Requirements — Count the lines in the material below that contain the string "woman" and give only that number.

Provided data —
╔══

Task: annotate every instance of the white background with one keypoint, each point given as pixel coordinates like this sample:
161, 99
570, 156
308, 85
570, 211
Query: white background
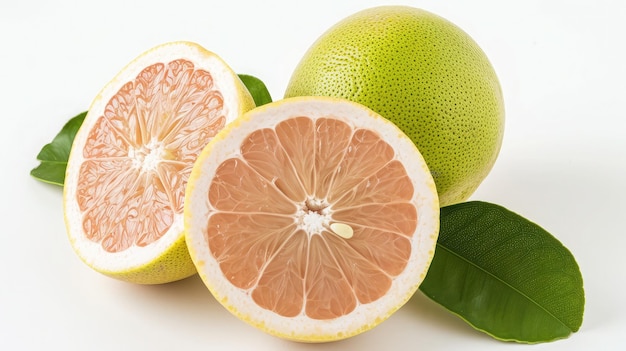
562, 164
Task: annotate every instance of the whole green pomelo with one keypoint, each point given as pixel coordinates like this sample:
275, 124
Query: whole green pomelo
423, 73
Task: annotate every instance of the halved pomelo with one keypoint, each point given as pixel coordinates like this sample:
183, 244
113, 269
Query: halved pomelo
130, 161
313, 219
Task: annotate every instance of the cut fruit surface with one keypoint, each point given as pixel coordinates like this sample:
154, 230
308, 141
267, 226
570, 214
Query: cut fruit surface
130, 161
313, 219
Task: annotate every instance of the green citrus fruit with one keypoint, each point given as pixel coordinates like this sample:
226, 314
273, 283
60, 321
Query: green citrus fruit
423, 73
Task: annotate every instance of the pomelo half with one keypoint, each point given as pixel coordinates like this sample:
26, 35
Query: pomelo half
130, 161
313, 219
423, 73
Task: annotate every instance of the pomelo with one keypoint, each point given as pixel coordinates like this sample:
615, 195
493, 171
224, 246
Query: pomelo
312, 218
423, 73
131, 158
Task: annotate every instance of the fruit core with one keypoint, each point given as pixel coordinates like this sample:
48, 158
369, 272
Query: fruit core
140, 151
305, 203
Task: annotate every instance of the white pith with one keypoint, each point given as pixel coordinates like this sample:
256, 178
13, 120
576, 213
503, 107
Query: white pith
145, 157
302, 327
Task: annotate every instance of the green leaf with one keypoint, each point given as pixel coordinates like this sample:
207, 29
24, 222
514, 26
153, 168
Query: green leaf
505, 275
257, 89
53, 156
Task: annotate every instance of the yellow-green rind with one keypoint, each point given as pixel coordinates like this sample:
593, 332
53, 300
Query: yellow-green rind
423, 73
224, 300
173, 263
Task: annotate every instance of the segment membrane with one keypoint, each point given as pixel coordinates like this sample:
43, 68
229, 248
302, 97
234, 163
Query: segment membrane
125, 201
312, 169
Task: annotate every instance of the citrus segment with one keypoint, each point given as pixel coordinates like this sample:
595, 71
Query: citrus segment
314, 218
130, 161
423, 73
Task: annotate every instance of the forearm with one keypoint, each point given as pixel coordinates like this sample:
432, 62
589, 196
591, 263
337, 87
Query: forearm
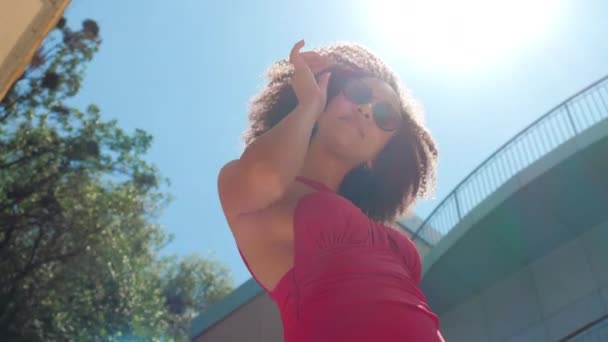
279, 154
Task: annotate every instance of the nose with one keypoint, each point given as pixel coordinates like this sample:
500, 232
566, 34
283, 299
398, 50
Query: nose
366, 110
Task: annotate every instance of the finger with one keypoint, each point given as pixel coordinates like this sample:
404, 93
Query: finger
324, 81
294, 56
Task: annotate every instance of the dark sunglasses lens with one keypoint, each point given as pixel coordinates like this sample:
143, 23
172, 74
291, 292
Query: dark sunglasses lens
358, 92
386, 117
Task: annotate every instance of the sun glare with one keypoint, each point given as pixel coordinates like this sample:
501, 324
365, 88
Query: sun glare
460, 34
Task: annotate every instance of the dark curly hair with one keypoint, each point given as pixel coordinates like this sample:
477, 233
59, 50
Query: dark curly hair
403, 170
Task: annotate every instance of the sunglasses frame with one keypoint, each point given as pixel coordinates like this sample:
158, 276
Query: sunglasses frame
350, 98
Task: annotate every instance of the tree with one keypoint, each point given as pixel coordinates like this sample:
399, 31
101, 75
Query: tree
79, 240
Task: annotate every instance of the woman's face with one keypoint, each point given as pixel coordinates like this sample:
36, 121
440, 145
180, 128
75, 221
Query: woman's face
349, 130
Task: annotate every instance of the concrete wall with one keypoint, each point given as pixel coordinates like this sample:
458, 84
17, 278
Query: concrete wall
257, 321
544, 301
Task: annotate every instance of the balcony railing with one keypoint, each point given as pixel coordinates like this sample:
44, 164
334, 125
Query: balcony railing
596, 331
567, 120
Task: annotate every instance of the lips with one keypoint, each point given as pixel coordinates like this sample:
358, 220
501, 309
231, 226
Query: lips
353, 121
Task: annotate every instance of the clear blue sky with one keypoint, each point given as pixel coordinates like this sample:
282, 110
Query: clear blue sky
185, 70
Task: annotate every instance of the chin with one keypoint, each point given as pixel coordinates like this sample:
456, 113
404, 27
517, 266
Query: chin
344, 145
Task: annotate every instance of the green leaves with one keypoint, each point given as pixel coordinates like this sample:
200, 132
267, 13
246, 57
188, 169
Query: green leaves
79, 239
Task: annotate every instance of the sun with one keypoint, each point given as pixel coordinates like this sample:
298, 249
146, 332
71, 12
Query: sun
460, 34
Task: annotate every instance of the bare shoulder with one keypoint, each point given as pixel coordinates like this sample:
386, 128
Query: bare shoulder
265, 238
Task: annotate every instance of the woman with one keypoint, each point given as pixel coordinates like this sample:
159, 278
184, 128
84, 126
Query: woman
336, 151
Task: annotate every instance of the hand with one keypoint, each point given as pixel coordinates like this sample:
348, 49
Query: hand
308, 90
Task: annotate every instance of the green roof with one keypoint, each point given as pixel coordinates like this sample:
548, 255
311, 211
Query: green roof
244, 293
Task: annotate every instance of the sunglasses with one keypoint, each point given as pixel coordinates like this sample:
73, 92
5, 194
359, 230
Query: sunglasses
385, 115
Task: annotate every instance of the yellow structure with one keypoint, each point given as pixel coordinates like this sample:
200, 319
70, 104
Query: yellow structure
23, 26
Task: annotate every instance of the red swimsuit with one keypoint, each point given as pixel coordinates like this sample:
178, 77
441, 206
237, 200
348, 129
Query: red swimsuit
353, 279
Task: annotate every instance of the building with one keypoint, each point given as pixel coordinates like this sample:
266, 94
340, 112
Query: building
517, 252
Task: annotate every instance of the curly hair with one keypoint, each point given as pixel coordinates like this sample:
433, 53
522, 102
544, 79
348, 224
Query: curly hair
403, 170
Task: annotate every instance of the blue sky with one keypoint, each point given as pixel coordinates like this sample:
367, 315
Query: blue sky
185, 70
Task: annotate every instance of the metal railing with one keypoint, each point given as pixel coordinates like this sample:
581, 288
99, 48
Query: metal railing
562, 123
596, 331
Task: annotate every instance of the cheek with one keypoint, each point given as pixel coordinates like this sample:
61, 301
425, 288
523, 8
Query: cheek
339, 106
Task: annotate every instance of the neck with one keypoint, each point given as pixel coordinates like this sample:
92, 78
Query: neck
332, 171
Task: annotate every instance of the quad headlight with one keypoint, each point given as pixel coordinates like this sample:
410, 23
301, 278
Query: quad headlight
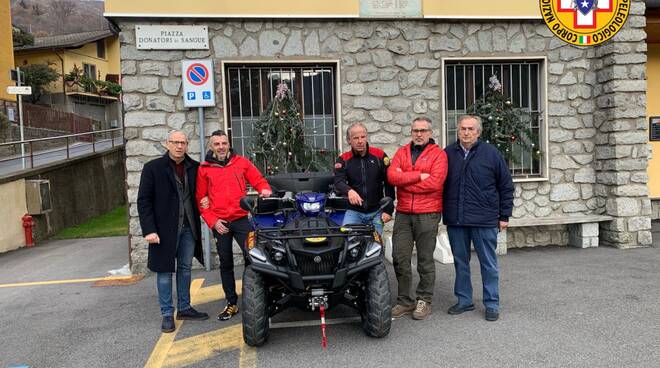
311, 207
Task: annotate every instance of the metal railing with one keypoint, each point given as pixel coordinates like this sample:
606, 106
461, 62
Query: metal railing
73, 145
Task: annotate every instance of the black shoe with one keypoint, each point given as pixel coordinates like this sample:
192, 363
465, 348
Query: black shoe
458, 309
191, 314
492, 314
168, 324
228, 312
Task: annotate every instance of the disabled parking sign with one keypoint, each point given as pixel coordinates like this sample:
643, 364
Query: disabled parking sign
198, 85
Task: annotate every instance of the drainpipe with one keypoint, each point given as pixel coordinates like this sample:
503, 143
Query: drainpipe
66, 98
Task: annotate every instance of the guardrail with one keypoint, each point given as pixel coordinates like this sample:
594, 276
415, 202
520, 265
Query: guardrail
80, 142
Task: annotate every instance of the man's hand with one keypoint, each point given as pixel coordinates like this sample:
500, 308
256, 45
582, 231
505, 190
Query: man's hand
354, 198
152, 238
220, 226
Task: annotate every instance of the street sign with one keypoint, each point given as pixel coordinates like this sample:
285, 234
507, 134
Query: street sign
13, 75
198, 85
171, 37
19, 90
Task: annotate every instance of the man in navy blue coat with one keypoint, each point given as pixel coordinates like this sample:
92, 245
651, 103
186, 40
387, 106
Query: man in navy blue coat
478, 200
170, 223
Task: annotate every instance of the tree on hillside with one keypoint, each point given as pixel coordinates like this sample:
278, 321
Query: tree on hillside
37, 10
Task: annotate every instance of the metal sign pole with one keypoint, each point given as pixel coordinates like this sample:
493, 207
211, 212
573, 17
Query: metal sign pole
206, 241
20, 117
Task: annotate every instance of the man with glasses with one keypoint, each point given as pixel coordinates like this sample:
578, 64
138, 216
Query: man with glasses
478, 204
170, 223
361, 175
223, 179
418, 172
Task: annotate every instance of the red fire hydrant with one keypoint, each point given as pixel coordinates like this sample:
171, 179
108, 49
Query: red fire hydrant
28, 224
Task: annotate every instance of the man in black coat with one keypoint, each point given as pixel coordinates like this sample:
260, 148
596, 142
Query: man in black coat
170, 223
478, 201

╚══
╔══

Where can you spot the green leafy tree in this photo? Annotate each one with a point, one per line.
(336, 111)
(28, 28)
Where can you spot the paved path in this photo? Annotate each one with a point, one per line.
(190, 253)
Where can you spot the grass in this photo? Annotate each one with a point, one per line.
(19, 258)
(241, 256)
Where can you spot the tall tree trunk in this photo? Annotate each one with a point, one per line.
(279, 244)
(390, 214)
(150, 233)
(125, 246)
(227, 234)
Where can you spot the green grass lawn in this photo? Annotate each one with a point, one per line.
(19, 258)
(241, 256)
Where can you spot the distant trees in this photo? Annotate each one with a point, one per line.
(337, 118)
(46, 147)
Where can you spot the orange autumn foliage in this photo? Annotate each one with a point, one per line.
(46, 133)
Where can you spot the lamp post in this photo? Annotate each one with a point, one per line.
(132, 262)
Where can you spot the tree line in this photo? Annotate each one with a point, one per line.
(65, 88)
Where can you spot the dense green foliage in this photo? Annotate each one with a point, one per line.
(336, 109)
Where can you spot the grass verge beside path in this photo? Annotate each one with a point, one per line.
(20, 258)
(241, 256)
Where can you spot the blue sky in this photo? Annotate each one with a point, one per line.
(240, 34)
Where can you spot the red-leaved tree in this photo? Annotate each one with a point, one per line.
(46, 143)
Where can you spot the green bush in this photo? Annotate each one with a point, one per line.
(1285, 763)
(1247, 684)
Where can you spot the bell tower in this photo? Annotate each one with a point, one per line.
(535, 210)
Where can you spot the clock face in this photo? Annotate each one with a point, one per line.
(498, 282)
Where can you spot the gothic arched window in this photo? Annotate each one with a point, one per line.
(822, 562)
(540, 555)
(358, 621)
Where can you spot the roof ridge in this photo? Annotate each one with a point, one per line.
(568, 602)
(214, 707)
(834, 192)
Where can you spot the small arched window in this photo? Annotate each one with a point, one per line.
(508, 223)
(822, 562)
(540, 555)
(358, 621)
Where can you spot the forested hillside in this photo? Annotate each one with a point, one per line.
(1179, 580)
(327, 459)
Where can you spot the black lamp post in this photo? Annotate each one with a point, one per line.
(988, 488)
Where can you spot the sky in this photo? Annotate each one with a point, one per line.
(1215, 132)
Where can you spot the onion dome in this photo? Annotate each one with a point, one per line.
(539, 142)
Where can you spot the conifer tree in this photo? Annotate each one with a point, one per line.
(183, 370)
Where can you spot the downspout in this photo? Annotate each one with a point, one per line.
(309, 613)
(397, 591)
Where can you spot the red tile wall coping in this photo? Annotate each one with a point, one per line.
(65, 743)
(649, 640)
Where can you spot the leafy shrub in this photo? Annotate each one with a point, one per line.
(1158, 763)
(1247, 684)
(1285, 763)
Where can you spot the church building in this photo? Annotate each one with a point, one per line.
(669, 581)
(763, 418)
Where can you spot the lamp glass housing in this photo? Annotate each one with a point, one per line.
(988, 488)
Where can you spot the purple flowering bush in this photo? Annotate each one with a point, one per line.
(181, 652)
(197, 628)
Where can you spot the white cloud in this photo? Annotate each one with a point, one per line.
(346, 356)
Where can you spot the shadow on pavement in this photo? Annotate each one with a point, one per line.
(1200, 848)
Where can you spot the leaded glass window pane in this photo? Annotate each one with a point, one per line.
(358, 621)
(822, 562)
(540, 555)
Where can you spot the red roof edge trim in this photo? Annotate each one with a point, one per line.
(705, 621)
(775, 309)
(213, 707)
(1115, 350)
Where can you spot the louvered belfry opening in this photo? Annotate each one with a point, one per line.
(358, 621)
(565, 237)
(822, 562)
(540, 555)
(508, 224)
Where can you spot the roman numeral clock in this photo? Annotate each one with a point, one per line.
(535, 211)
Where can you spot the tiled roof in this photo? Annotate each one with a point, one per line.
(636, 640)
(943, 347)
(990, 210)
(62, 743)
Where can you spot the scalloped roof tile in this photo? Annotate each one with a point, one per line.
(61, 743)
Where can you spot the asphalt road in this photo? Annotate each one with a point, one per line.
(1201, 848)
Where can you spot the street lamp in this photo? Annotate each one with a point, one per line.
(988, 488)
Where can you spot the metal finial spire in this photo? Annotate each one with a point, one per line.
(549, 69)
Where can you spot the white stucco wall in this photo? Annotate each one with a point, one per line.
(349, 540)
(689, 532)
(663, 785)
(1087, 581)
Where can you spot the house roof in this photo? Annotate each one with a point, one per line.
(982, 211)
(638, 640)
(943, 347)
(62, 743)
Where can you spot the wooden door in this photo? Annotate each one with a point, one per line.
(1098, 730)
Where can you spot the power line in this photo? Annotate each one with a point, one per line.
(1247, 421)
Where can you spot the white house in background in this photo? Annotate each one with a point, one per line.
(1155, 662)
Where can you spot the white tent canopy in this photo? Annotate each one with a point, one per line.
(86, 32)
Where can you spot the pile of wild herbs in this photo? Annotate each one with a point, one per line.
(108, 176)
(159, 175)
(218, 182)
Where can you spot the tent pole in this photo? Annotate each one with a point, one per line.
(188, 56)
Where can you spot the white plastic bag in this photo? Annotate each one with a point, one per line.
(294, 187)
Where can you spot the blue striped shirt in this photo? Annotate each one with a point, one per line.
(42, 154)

╚══

Output of the exercise — 4